* SELECTED EXCERPT
▼

Maybe this is why the Orange County REC center is at a stand still or partially an area that needs to be reviewed to let small companies in the door? In short the report states that smaller companies would not be able to pay the fines if exposed to the current HIPAA guidelines and it brings focus on how some of the REC centers are operating. Do they give the smaller IT companies a chance? According to the report some of the centers are neutral while other centers may not be.
Orange County California REC Center For Doctor Assistance with Medical Records Appears to be a Bust So Far…
I have covered a few of the videos and public information some of the REC centers have put out here over the last year and it looks like some are really doing a great job while others, as mentioned above have yet to set up a web page with the grants given. Cal Optima is the second largest health insurer in Orange County and also the holder of the REC grant with their foundation so perhaps with covering all the Medi-Cal issues there’s a time issue here? We all know it was not supposed to be this way but when the big companies have the ability to potentially cover fines and other administrative issues that smaller companies can’t, well the small and medium companies don’t get in the door. BD
While some industry estimates have healthcare IT spending expected to reach $34 billion this year government policies and other related issues are preventing small and midsize IT firms from getting their share of the action, according to a report released by IT trade association CompTIA.
Many small and midsize IT firms are sitting on the sidelines of the nation's health IT transformation due to barriers caused mostly by government policies as they relate to education, security and privacy, and technical assistance, said authors of the CompTIA report, Health IT: The Essential Role of Small IT Solution Providers.
The report contends that "several minor changes to existing policy" would help enable small IT products and services providers to play a bigger role in helping the nations tens of thousands of healthcare providers--especially smaller medical providers--transition to digitized patient records and other health IT enabled processes.
The barriers preventing small IT firms from "helping achieve the healthcare and economic potential" include a lack of resources for retraining IT professionals; not fully integrating IT professionals from smaller IT firms in the programs offered by the nation's 62 Regional Extension Centers, or RECs, that are assisting medical providers in choosing and implementing health IT systems; and new HIPAA data breach provisions under HITECH that place "unfair burdens" on IT professionals, said the report.
As for the nation's 62 RECs--which received a total of $677 million in HITECH Act funding--some RECs take "a vendor and services firm neutral approach" to referring healthcare providers to those companies. However, other RECs do not, said Hyman.

▲

* REQUIRED ACTIONS
1 - Please copy the stretch of the REC center post from "Many small and" through "IT Solution Providers." word for word.
2 - In the REC center post, how much HITECH Act funding did the nation's 62 RECs receive in total?

* INPUT DATA
▼

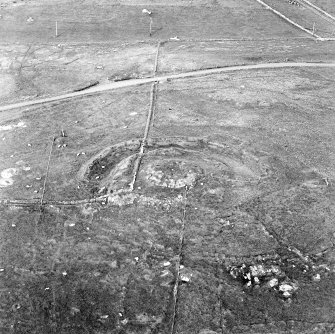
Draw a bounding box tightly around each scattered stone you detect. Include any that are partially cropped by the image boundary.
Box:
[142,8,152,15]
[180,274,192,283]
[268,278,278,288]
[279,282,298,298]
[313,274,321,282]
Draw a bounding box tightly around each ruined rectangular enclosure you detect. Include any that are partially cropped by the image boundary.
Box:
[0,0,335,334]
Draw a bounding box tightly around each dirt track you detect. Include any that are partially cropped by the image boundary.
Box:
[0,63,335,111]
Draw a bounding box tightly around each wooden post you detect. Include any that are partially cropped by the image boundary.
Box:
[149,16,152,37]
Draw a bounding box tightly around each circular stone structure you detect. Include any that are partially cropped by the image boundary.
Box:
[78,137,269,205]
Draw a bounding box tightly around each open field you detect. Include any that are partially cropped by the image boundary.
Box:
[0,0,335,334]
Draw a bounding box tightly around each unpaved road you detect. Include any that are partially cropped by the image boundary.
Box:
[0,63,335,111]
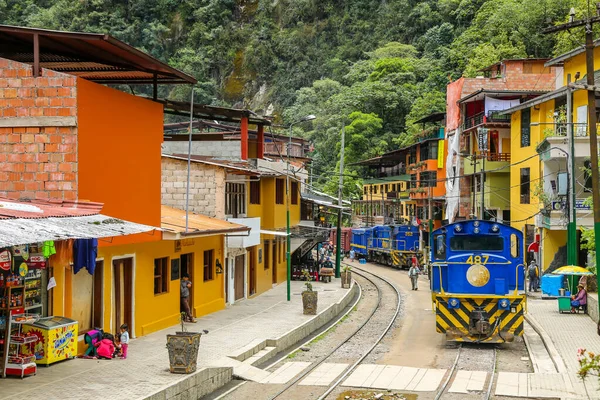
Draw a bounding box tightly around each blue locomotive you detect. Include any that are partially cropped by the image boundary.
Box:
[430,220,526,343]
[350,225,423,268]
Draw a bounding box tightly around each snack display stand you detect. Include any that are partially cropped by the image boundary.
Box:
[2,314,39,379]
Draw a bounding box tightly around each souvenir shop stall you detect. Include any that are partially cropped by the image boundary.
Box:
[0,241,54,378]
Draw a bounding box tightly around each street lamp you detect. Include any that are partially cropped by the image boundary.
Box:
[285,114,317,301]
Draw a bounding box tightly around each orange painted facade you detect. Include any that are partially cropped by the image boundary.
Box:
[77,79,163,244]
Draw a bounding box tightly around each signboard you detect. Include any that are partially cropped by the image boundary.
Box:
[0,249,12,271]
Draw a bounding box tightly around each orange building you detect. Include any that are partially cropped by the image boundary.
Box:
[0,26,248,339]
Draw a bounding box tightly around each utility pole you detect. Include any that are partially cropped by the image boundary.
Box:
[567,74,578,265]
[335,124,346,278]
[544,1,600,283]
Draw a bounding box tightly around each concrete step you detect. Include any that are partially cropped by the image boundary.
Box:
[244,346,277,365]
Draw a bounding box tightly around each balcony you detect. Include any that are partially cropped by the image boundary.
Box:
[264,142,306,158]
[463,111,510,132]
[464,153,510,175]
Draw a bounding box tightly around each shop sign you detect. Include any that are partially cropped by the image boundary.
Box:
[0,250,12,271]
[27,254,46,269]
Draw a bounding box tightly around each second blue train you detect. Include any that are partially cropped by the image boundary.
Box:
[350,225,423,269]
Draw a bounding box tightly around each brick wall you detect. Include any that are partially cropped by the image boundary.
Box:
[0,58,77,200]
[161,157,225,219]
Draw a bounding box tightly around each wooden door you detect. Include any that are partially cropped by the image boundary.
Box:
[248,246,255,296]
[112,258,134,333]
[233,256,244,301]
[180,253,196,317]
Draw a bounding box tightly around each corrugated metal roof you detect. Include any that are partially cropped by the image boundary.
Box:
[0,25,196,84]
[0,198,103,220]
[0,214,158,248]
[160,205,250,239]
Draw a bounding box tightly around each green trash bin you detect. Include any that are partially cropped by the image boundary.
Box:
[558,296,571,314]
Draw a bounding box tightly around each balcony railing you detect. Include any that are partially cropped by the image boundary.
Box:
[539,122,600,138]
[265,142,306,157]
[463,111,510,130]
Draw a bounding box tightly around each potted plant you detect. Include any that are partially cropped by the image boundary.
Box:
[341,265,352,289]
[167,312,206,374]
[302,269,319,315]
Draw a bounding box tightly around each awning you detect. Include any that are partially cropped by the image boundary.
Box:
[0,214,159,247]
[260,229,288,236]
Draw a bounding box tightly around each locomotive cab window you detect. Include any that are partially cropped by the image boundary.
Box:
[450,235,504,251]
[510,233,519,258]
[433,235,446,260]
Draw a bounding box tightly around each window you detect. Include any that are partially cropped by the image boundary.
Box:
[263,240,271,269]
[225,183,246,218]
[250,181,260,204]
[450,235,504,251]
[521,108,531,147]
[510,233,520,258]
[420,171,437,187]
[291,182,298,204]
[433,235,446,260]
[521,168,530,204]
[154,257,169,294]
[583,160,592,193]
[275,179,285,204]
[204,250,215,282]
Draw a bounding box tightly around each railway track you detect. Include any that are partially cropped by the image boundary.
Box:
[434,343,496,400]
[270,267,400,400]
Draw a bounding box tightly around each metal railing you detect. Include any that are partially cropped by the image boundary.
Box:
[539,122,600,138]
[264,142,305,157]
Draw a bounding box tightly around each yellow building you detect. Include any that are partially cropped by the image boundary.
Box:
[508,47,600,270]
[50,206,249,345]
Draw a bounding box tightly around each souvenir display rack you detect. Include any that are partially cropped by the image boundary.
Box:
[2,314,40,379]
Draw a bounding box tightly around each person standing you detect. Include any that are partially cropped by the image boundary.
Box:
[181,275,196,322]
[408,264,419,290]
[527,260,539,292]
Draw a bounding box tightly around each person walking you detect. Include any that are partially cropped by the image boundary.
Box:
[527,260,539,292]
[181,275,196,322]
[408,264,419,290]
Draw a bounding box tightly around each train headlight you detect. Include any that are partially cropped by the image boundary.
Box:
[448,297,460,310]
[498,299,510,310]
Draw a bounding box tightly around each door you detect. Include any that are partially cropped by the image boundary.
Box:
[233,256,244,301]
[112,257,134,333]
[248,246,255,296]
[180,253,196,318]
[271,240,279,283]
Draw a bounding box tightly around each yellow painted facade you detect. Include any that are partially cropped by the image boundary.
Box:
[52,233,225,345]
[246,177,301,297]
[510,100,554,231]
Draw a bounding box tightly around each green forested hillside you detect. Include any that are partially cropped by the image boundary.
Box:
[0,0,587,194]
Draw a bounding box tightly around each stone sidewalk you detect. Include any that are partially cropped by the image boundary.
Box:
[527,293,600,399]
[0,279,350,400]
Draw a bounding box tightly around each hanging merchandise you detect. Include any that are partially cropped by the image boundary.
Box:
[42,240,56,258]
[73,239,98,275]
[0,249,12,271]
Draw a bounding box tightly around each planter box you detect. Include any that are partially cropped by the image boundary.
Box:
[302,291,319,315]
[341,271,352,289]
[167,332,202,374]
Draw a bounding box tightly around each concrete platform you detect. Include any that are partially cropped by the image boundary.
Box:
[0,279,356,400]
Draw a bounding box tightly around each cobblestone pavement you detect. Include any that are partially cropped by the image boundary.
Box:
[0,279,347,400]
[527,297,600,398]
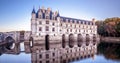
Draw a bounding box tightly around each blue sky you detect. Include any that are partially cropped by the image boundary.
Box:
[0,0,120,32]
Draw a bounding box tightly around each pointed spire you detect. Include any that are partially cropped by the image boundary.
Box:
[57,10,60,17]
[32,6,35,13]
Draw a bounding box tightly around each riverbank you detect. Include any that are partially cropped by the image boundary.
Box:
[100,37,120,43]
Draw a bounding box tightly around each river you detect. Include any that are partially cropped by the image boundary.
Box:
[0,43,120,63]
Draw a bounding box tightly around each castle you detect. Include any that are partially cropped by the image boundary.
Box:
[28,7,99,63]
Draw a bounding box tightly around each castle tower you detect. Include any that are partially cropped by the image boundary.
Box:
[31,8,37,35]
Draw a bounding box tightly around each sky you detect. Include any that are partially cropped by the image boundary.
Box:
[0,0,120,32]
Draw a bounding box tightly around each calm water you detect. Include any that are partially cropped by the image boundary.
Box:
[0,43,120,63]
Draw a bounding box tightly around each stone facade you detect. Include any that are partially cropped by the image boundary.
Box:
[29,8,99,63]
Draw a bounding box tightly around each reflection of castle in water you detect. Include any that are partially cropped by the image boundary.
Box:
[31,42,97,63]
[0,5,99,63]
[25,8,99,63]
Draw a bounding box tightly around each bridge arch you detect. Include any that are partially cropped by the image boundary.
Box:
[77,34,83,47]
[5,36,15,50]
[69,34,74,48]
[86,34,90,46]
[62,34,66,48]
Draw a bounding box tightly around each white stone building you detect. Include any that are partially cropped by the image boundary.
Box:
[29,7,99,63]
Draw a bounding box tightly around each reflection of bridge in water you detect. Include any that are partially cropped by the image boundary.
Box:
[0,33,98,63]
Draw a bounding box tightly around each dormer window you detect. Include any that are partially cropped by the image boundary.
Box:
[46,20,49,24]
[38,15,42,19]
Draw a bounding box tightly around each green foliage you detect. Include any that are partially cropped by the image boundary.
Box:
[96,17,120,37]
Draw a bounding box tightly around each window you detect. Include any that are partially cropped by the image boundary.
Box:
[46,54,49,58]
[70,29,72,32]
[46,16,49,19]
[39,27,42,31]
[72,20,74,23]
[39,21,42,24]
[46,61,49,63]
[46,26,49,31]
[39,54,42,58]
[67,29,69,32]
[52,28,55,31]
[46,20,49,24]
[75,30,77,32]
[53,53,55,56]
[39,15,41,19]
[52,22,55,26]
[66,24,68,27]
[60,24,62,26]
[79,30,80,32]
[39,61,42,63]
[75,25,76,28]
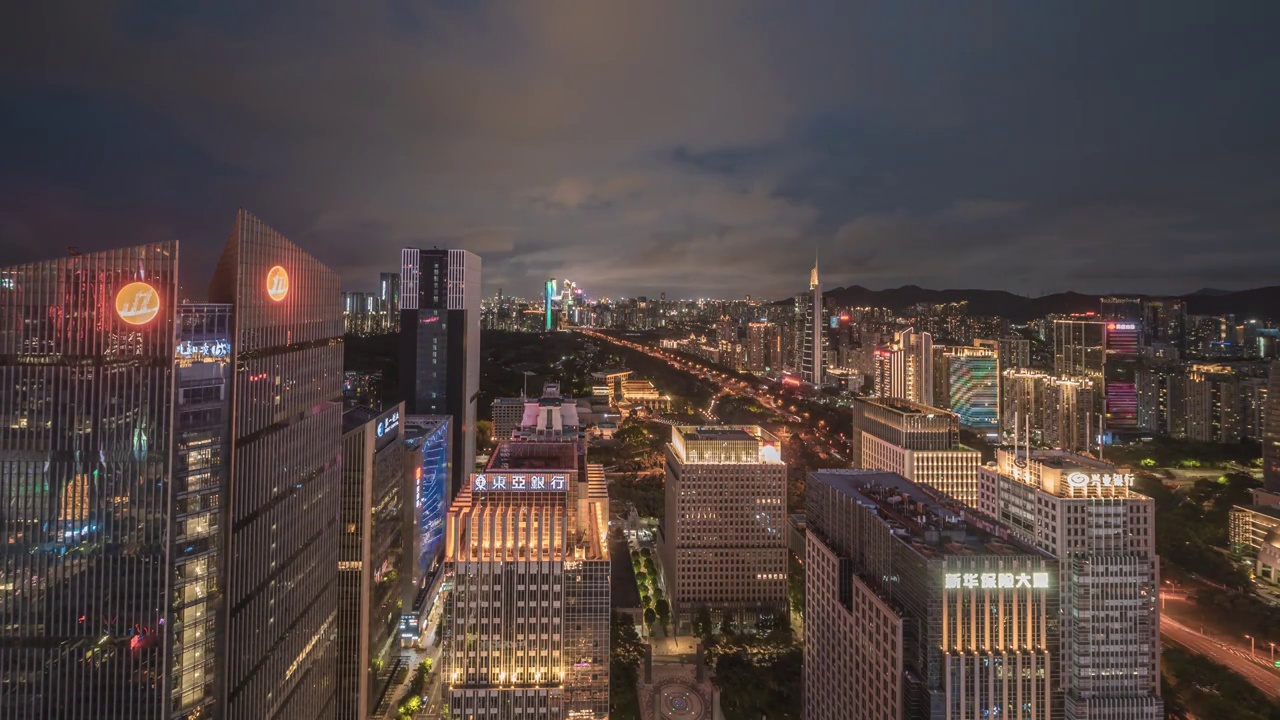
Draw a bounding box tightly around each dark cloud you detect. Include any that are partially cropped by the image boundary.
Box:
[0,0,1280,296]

▲
▼

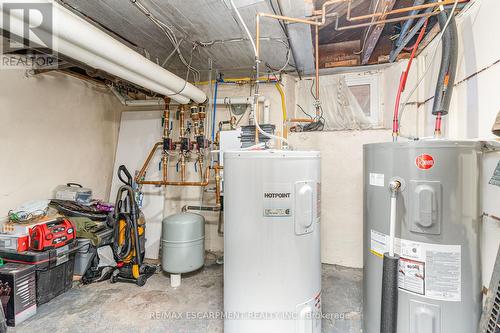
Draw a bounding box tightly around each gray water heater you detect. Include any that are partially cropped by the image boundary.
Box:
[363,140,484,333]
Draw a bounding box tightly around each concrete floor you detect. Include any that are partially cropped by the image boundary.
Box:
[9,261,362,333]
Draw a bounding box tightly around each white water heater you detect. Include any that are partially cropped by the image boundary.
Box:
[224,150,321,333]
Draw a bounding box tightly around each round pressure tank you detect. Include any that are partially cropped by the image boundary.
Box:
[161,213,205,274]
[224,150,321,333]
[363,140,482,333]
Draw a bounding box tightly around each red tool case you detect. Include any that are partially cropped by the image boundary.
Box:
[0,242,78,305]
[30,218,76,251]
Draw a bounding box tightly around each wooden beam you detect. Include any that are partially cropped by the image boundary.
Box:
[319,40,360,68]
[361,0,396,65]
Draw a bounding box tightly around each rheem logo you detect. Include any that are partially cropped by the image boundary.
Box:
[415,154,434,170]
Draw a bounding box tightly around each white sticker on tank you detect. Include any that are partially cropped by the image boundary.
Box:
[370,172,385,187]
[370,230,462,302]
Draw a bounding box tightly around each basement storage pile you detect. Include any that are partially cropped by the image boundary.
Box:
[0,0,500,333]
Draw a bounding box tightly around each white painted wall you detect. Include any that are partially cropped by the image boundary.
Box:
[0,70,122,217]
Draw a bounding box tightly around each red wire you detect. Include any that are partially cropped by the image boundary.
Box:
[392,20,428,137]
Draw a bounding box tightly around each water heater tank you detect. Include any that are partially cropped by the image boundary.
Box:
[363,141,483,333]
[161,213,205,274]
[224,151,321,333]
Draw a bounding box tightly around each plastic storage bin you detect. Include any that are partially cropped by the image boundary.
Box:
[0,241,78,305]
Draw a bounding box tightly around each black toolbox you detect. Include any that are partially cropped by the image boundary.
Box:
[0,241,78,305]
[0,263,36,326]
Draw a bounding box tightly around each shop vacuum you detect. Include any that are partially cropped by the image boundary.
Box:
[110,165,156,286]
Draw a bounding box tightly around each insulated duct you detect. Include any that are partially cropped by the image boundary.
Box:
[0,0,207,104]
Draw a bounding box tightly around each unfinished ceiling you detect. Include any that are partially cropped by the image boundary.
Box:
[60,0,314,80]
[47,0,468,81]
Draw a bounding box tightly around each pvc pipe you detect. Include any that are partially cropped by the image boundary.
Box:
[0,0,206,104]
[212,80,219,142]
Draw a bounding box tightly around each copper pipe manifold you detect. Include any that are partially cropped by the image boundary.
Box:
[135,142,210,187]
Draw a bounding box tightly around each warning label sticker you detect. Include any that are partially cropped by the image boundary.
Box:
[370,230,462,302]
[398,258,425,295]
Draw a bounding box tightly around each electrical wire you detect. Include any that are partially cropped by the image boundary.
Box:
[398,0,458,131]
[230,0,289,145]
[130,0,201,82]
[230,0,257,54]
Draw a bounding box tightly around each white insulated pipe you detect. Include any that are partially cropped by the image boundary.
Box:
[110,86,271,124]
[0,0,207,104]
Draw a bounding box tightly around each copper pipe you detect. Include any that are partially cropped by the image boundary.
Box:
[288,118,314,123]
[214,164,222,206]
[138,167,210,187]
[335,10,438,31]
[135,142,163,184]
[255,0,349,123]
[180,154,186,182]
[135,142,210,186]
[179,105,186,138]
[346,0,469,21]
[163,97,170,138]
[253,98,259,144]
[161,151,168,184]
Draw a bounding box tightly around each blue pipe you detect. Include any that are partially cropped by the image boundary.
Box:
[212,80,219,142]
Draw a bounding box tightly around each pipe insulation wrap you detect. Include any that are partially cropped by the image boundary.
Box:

▲

* TASK RESPONSES
1 -
Many small and midsize IT firms are sitting on the sidelines of the nation's health IT transformation due to barriers caused mostly by government policies as they relate to education, security and privacy, and technical assistance, said authors of the CompTIA report, Health IT: The Essential Role of Small IT Solution Providers.

2 - $677 million